§ Text shown:
+-------+

In the subtropical Yunnan Province of China, a perennial rice called PR23 has been successfully developed and was released in fall of 2018 to farmers. PR23 and a number of other selections were developed through a wide hybrid cross between an annual, cultivated rice, Oryza sativa, and a perennial cousin of rice from Africa, Oryza longistaminata. This wide hybridization approach is the same one being employed by breeders at The Land Institute to perennialize sorghum and wheat.
Important initial work on perennializing rice took place in the early 1990s when Dr. Tao Dayun of the Yunnan Academy of Agricultural Sciences along with Prapa Sripichitt of Kasetsart University in Bangkok, Thailand successfully produced a single hybrid plant from cross pollinating Oryza sativa and O. longistaminata. In 1995, Dr. Erik Sacks took the helm of a new perennial rice breeding program at the International Rice Research Institute (IRRI) in the Philippines. Sacks used Dayun and Sripichitt’s hybrid plant to develop a breeding population. Considerable progress was made under Sack’s supervision over the next six years, during which time a Masters student from China named Fengyi Hu joined his lab to work on perennial rice. Unfortunately, IRRI terminated the project in 2001 due to budget cuts. Dr. Sacks returned to the US and gained a faculty appointment at the University of Illinois in Urbana-Champaign while Fengyi Hu returned to Beijing, China to pursue his Ph.D. For about six years the perennial rice breeding program was suspended, but after completing his Ph.D., Dr. Hu took a position at the Yunnan Academy of Agricultural Sciences where he and his team used the existing perennial hybrid rice to conduct important research
on rhizomes and the genetic basis of perennialism.

+-------+

§ Dataset:
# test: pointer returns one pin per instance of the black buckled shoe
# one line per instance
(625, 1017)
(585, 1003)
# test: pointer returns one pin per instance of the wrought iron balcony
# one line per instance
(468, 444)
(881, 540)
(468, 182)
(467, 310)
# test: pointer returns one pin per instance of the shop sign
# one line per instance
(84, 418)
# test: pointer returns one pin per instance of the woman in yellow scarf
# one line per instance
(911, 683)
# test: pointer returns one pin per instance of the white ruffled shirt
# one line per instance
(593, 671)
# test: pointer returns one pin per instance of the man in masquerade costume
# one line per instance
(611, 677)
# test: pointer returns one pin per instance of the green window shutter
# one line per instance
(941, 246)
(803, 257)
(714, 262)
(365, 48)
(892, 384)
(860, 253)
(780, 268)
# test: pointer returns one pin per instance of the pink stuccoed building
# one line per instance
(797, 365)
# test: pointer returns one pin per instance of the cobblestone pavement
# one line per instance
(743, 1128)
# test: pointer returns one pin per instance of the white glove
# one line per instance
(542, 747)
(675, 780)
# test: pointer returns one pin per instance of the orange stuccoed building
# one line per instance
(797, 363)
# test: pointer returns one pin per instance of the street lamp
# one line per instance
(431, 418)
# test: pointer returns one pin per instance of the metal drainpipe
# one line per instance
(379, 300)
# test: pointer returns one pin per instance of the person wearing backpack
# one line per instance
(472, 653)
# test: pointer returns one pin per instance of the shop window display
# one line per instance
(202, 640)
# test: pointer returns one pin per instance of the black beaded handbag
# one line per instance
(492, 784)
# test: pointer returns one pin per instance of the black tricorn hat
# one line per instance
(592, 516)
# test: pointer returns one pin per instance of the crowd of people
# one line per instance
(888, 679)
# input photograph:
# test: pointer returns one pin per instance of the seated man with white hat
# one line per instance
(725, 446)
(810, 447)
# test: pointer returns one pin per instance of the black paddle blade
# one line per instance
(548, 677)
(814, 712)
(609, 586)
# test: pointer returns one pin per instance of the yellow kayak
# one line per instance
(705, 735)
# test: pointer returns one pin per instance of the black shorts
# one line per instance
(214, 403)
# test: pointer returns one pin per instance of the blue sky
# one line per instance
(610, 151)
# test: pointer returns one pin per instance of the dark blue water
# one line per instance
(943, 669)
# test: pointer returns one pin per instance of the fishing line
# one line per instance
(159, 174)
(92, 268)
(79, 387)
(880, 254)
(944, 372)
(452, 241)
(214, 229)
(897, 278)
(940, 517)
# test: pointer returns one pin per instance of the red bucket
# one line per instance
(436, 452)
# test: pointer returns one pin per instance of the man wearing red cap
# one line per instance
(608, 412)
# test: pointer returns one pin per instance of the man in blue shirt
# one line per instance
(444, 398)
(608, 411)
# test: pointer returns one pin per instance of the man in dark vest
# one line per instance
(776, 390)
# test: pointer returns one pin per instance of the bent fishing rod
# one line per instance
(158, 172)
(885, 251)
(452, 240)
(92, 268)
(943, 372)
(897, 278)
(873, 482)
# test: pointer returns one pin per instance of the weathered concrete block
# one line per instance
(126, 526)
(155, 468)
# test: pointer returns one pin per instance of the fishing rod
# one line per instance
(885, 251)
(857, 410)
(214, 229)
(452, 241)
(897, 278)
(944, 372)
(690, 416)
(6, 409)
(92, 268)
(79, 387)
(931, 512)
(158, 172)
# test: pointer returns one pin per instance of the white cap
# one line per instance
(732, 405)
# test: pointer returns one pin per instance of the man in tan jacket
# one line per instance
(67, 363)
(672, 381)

+-------+

§ Actions to take:
- 1) List every person the perennial rice text names.
- 2) Reproduce the portion of the perennial rice text starting at "In the subtropical" and ending at "sorghum and wheat.".
The entries above were taken from a different source than the perennial rice text.

§ Solved problems:
- 1)
Dr. Tao Dayun
Prapa Sripichitt
Dr. Erik Sacks
Fengyi Hu

- 2)
In the subtropical Yunnan Province of China, a perennial rice called PR23 has been successfully developed and was released in fall of 2018 to farmers. PR23 and a number of other selections were developed through a wide hybrid cross between an annual, cultivated rice, Oryza sativa, and a perennial cousin of rice from Africa, Oryza longistaminata. This wide hybridization approach is the same one being employed by breeders at The Land Institute to perennialize sorghum and wheat.